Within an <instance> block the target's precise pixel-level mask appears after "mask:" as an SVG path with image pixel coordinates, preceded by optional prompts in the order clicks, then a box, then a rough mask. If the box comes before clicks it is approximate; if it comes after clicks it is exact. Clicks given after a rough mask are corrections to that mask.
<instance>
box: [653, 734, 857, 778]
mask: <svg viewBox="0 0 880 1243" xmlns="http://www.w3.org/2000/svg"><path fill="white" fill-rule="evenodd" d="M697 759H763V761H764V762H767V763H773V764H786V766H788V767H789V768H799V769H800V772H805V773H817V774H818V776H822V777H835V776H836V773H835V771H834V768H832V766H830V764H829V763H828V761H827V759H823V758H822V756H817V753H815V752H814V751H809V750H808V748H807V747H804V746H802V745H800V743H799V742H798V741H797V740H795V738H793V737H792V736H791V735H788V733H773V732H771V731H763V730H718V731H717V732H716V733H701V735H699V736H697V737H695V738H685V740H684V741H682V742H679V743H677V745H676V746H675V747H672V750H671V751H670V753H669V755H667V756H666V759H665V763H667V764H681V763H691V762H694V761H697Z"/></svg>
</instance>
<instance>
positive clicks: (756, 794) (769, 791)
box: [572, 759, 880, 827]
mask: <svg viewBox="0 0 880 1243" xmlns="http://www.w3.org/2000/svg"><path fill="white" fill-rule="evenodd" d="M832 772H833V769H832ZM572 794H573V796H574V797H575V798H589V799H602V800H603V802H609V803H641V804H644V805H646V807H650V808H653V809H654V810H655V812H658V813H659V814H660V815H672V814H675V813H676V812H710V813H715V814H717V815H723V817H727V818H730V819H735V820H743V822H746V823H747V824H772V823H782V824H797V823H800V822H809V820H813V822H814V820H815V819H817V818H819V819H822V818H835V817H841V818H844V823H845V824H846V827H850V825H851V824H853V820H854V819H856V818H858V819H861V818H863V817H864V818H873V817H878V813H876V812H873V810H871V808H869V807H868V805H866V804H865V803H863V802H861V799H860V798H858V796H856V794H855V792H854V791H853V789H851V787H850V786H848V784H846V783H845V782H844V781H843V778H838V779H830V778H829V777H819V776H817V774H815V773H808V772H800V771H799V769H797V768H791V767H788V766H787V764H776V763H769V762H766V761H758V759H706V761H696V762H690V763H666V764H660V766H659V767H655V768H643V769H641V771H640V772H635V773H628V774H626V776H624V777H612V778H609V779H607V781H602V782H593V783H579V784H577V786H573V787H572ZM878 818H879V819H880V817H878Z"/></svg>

YOUR TASK — Your answer must be an exact copy of every record.

RESULT OF THE EXERCISE —
Within an <instance> block the target's precise pixel-level mask appears after "mask:" as an SVG path with image pixel coordinates, preceded by optional prompts in the order clicks, then a box, then a rough mask. If the box comes before clicks it is approximate; if it comes after clicks it is exact. Clicks given after a rough mask are corrections to that mask.
<instance>
box: [653, 734, 857, 778]
mask: <svg viewBox="0 0 880 1243" xmlns="http://www.w3.org/2000/svg"><path fill="white" fill-rule="evenodd" d="M697 759H763V761H764V762H767V763H773V764H786V766H788V767H789V768H799V769H800V772H805V773H817V774H818V776H822V777H835V776H836V773H835V771H834V768H832V766H830V764H829V763H828V761H827V759H823V758H822V756H817V753H815V752H814V751H809V750H808V748H807V747H804V746H802V745H800V743H799V742H798V741H797V740H795V738H793V737H792V736H791V735H788V733H773V732H771V731H763V730H718V731H717V732H716V733H701V735H699V736H697V737H695V738H685V740H684V741H682V742H679V743H677V745H676V746H675V747H672V750H671V751H670V753H669V755H667V756H666V759H665V763H667V764H681V763H691V762H694V761H697Z"/></svg>
</instance>
<instance>
positive clicks: (756, 794) (769, 791)
box: [572, 759, 880, 827]
mask: <svg viewBox="0 0 880 1243" xmlns="http://www.w3.org/2000/svg"><path fill="white" fill-rule="evenodd" d="M832 772H833V769H832ZM572 794H573V796H574V797H575V798H589V799H602V800H603V802H609V803H641V804H644V805H646V807H650V808H653V809H654V810H655V812H658V813H659V814H660V815H672V814H675V813H676V812H710V813H715V814H717V815H723V817H727V818H730V819H735V820H743V822H746V823H747V824H772V823H782V824H797V823H800V822H809V820H813V822H814V820H815V819H817V818H819V819H822V818H835V817H841V818H844V823H845V824H846V827H850V825H851V824H853V820H854V819H856V818H858V819H861V818H863V817H864V818H873V817H878V813H876V812H873V810H871V808H869V807H868V805H866V804H865V803H863V802H861V799H860V798H858V796H856V794H855V792H854V791H853V789H851V787H850V786H848V784H846V783H845V782H844V781H843V778H838V779H830V778H829V777H819V776H817V774H815V773H808V772H800V771H799V769H797V768H791V767H788V766H787V764H776V763H769V762H766V761H758V759H706V761H696V762H690V763H666V764H660V766H659V767H655V768H643V769H641V771H640V772H635V773H628V774H626V776H624V777H612V778H609V779H607V781H602V782H593V783H579V784H577V786H573V787H572ZM878 818H879V819H880V817H878Z"/></svg>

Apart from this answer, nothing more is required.